- [The data]:
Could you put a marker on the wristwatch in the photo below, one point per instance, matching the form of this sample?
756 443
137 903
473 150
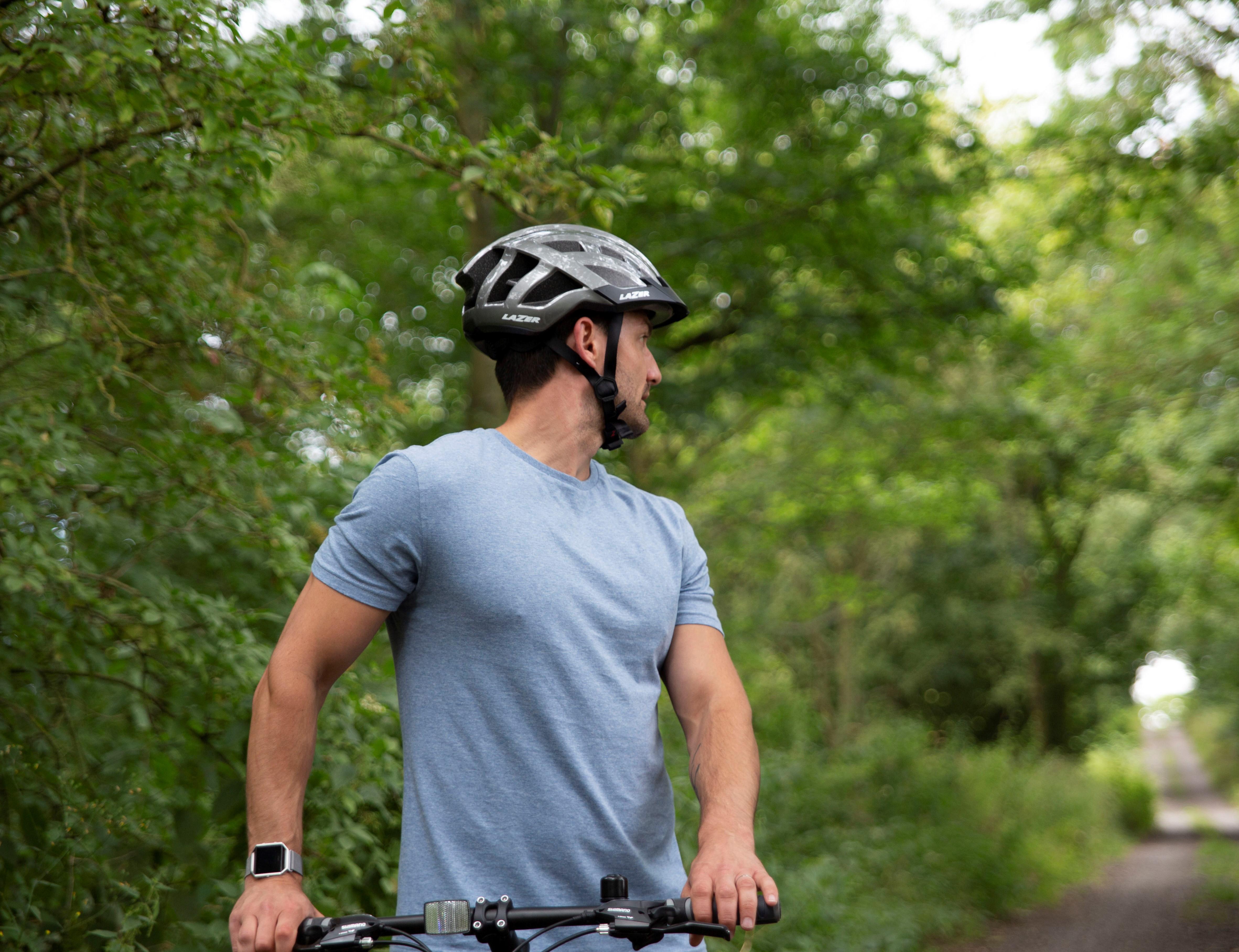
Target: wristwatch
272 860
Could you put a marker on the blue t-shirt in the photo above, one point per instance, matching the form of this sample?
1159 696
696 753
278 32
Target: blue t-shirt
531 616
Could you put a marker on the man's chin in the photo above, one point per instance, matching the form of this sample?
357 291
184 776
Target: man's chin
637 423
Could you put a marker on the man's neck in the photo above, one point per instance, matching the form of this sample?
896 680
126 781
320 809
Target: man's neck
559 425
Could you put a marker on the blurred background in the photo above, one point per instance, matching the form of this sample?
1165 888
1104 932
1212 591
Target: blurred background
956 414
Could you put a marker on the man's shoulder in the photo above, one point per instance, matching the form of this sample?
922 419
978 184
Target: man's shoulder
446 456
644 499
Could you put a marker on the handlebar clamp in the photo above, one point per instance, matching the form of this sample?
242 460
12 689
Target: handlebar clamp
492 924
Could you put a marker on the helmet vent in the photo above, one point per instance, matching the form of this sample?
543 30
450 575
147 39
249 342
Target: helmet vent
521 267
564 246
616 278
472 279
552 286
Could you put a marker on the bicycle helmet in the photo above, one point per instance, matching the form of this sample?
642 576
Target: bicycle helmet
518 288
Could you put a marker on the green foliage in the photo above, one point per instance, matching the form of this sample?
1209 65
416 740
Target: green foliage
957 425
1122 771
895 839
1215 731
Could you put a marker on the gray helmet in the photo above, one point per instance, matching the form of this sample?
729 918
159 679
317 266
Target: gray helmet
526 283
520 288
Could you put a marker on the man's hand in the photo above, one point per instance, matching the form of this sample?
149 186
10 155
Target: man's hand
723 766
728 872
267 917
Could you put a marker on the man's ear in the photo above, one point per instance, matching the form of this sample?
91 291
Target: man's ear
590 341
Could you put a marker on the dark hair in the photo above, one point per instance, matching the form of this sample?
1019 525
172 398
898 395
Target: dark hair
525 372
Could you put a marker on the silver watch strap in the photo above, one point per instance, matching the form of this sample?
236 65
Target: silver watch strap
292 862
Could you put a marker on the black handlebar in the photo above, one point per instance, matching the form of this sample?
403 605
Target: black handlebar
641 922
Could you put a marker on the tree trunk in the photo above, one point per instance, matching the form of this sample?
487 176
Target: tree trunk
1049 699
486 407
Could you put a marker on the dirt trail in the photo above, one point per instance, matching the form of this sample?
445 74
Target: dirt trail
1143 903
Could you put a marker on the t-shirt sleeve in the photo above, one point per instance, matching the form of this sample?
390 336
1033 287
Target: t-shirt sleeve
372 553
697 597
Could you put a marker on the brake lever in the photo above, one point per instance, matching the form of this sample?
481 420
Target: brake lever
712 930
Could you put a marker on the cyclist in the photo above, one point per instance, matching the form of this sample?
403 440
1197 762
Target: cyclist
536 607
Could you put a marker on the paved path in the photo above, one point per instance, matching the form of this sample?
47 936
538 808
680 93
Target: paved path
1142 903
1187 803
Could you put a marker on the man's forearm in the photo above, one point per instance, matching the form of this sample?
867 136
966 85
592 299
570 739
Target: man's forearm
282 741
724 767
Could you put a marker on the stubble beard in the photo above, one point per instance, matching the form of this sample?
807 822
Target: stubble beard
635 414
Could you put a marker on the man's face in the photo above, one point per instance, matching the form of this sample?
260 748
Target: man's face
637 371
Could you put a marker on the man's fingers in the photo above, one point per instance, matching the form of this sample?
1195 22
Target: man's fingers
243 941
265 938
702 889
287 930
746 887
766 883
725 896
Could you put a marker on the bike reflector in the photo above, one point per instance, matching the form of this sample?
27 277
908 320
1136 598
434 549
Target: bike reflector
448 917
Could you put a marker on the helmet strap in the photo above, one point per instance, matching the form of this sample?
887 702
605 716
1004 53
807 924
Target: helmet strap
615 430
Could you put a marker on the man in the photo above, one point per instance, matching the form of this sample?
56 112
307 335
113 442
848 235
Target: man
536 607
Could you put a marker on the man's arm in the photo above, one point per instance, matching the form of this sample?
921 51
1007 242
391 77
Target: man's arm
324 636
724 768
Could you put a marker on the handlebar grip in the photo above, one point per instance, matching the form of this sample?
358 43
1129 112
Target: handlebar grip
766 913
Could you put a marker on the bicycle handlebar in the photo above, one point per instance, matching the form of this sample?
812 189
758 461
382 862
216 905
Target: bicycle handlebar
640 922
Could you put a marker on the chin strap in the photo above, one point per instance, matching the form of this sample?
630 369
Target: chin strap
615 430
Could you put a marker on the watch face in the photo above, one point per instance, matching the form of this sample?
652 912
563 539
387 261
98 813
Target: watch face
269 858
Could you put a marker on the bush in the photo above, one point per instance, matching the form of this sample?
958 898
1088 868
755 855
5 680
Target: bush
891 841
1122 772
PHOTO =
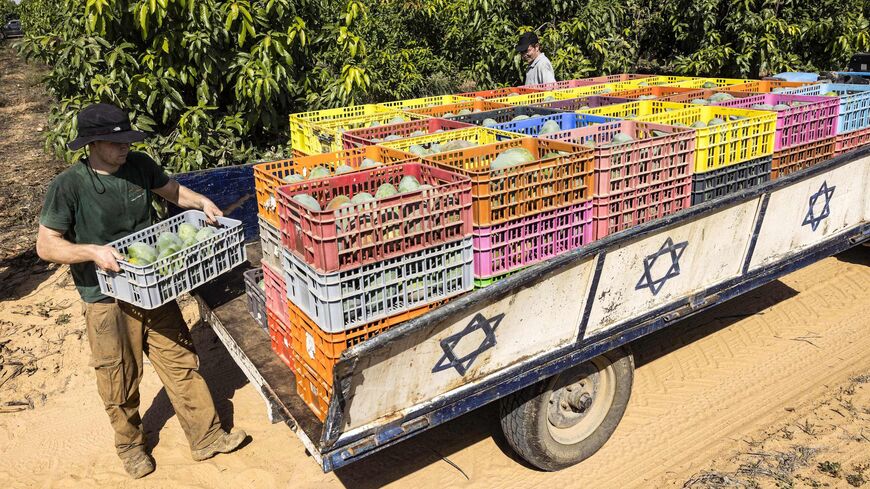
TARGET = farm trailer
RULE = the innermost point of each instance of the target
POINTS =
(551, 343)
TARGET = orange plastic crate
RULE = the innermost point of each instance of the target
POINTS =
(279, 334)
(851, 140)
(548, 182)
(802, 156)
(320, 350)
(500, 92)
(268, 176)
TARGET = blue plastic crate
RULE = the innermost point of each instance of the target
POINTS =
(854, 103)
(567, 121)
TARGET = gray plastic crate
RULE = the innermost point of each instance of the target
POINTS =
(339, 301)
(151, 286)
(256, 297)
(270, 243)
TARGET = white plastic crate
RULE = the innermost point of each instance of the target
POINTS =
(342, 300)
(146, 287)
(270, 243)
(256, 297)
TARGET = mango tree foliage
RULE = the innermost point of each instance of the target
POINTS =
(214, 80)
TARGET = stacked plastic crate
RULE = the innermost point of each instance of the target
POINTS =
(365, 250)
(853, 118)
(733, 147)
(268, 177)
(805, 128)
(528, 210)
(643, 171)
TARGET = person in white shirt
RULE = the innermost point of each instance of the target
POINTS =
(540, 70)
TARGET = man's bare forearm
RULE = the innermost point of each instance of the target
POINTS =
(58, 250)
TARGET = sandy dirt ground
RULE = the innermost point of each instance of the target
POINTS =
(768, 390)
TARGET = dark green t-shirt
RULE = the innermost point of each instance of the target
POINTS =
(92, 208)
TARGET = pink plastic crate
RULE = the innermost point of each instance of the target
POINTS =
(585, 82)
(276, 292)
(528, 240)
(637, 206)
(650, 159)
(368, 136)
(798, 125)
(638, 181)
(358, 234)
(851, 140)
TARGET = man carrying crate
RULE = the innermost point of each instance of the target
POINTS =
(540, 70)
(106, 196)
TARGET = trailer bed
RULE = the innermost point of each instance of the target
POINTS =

- [Short task]: Add 22 to each coordinate in the points from the line with "TARGET = sandy dirt ground" up to and including the final line of the data. Write out every line in that span, keeping all other lines unchanged.

- [Finished task]:
TARGET = sandy dirt ground
RULE = the innermost point of each instance of the target
POINTS =
(790, 412)
TARGET = dark green t-shirt
RULE = the innermost point of each instance of the target
POINTS =
(114, 230)
TARGET = pink plastic crate
RULE = the innermost point of each instance of the target
POINTS =
(607, 104)
(298, 314)
(550, 262)
(659, 228)
(672, 181)
(390, 158)
(820, 147)
(660, 203)
(380, 256)
(873, 162)
TARGET = man carrying crate
RULE = the innermost point of each instance of the target
POINTS =
(562, 92)
(128, 218)
TARGET = trailer bed
RULE = the innermost point of each instance of the target
POINTS =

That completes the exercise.